EXERCISE TASK A: Pick out every line of the rows that contains the string "pier", and copy each one in full. Treat uppercase and lowercase letters as different.

Studio album by Savatage
- Released: March 5, 2001
- Recorded: 1999–2000
- Studios: Soundtrack Studios and Studio 900 (overdubs), New York City
- Genres: Heavy metal, progressive metal
- Length: 62:36
- Labels: SPV/Steamhammer Nuclear Blast America (US only)
- Producers: Paul O'Neill, Jon Oliva

Savatage chronology
| The Wake of Magellan (1998) | Poets and Madmen (2001) | Still the Orchestra Plays (2010) |

Singles from Poets and Madmen
- "Commissar" Released: February 5, 2001;

= Poets and Madmen =

Poets and Madmen is the 11th studio album by American heavy metal band Savatage, released in 2001. It was their last album before their 12-year hiatus, which lasted from 2002 to 2014. The album has a loose concept inspired by the career and death of journalist Kevin Carter, but has much less narrative in the lyrics than the previous two rock operas (Dead Winter Dead and The Wake of Magellan) penned by Paul O'Neill. Everything said in the album is fiction, except with regard to what is sung about Carter. The album is also noted as it is the only Savatage album to not feature a title song from the album, although the title was taken from lyrics to the track "Symmetry" from the band's 1994 album, Handful of Rain.

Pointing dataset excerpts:
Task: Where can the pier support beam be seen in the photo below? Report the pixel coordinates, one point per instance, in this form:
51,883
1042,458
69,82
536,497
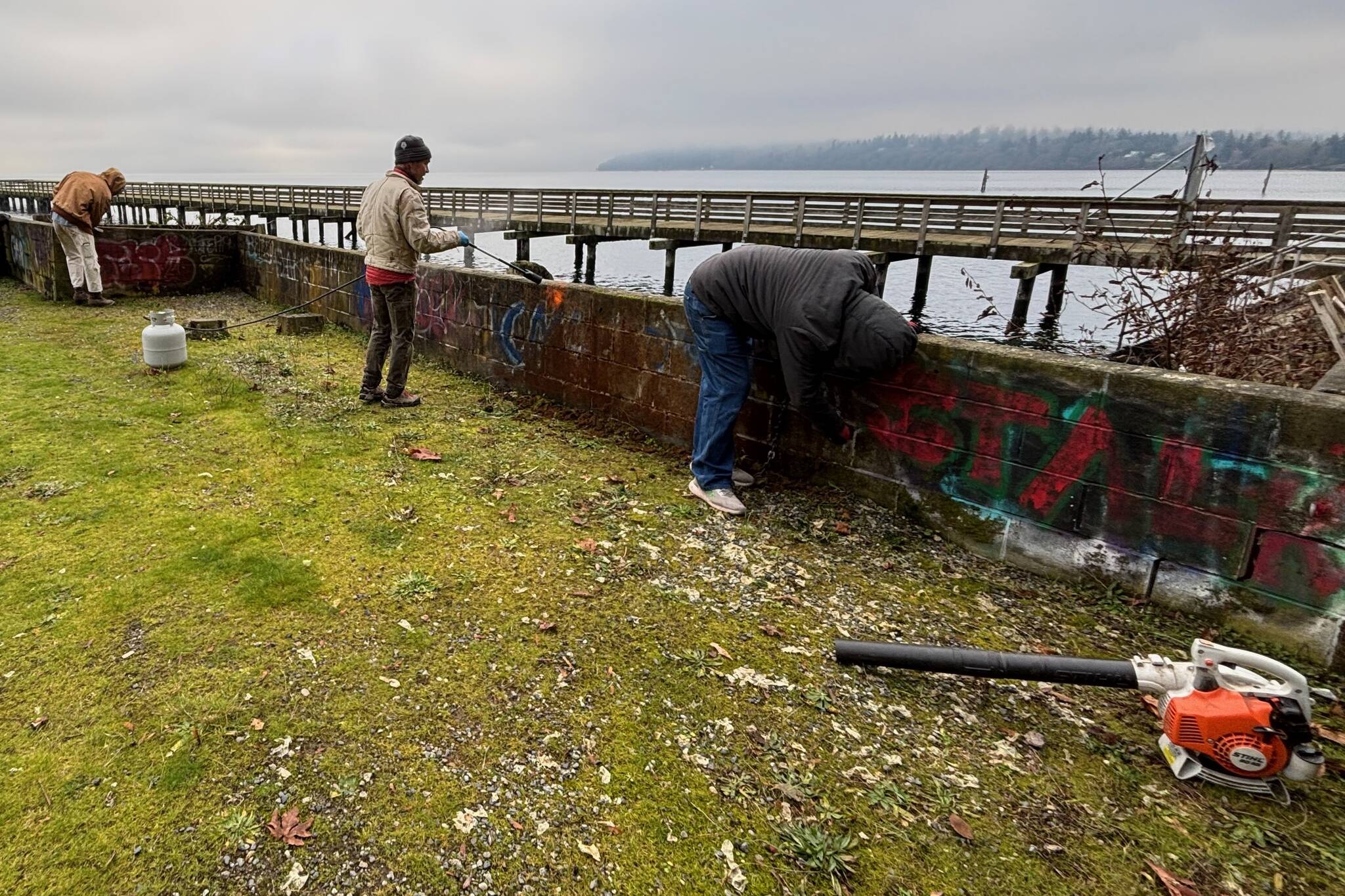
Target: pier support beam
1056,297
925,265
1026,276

EXERCISE TASK B: According to the Poets and Madmen article, why is the album noted among Savatage's records?

EXPECTED OUTPUT A:
Task: Where can the pier support beam be seen in the photo below? Report the pixel coordinates, one point per instance, in this form:
Target: pier support beam

EXPECTED OUTPUT B: It is the only Savatage album that does not feature a title song from the album. Its title was instead taken from lyrics to the track "Symmetry" on the band's 1994 album, Handful of Rain.